# Directions for this task:
Report every line below that contains the word "tree", copying each one in full.

>>>

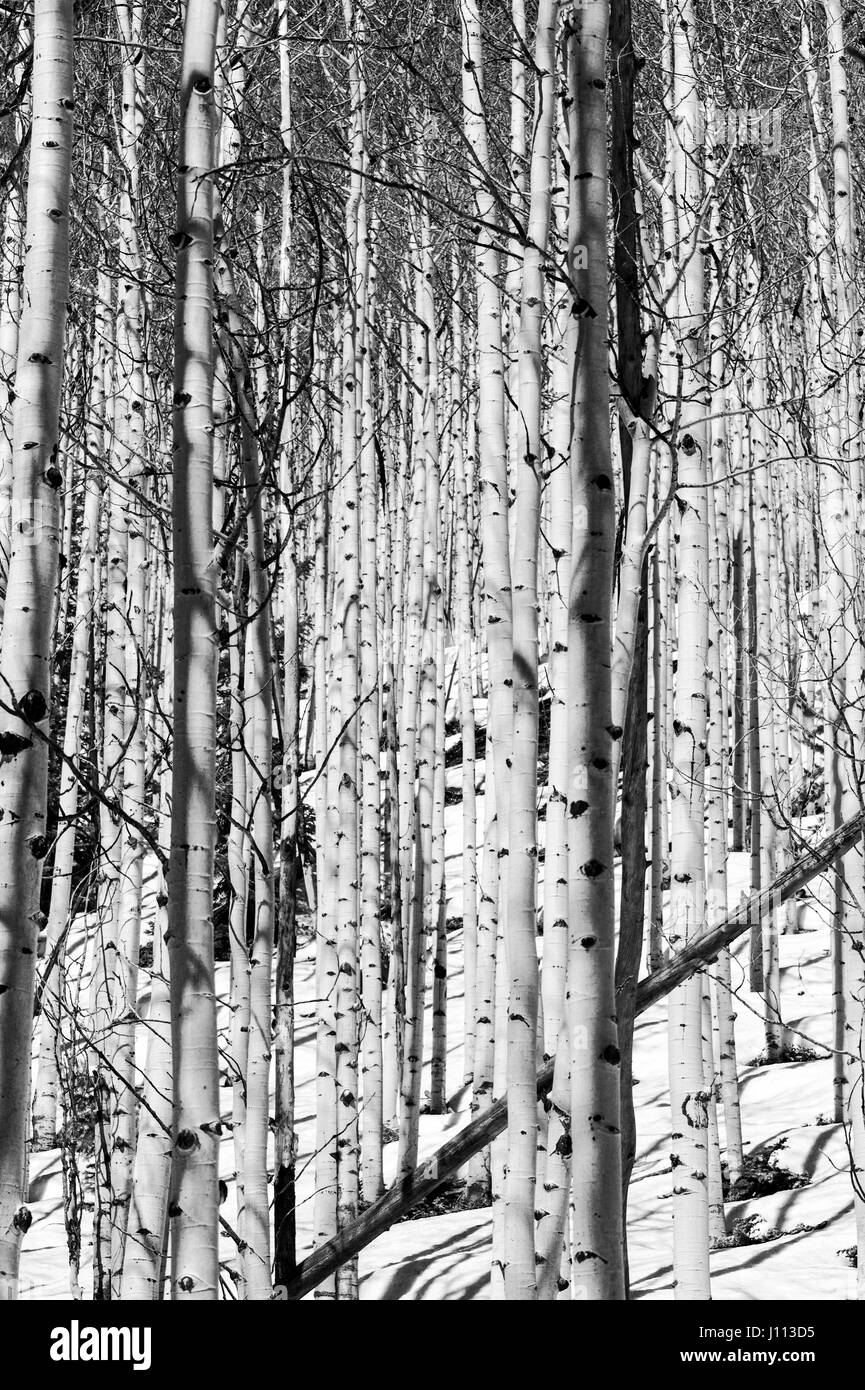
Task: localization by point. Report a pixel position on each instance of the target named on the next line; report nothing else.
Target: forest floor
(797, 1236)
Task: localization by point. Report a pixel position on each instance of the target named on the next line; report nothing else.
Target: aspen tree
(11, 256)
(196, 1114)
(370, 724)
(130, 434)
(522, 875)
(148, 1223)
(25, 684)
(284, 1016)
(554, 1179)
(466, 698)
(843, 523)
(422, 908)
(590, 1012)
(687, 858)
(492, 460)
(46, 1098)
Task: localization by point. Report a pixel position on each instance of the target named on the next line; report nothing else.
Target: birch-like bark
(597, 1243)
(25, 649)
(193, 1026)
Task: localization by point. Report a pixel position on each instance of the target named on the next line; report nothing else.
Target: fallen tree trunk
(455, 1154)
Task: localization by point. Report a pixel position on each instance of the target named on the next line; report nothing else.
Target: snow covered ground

<<<
>>>

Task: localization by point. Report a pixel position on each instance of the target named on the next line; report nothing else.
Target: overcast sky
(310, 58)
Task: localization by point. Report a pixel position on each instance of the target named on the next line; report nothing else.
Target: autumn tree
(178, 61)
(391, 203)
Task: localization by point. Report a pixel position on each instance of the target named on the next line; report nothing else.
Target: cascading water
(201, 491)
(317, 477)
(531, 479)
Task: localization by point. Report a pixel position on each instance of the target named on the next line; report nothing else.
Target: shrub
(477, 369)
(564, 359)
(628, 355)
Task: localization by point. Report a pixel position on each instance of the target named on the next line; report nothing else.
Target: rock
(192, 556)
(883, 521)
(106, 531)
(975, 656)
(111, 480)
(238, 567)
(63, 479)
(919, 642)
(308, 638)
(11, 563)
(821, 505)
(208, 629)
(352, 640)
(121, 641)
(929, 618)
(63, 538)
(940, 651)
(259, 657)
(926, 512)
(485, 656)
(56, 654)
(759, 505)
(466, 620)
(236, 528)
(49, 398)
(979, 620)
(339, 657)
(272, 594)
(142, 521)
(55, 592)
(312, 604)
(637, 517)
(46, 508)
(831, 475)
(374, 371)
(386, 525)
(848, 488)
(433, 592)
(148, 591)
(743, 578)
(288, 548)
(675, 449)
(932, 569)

<<<

# Correct answer:
Target: aspen tree
Target: fallen tree trunk
Target: autumn tree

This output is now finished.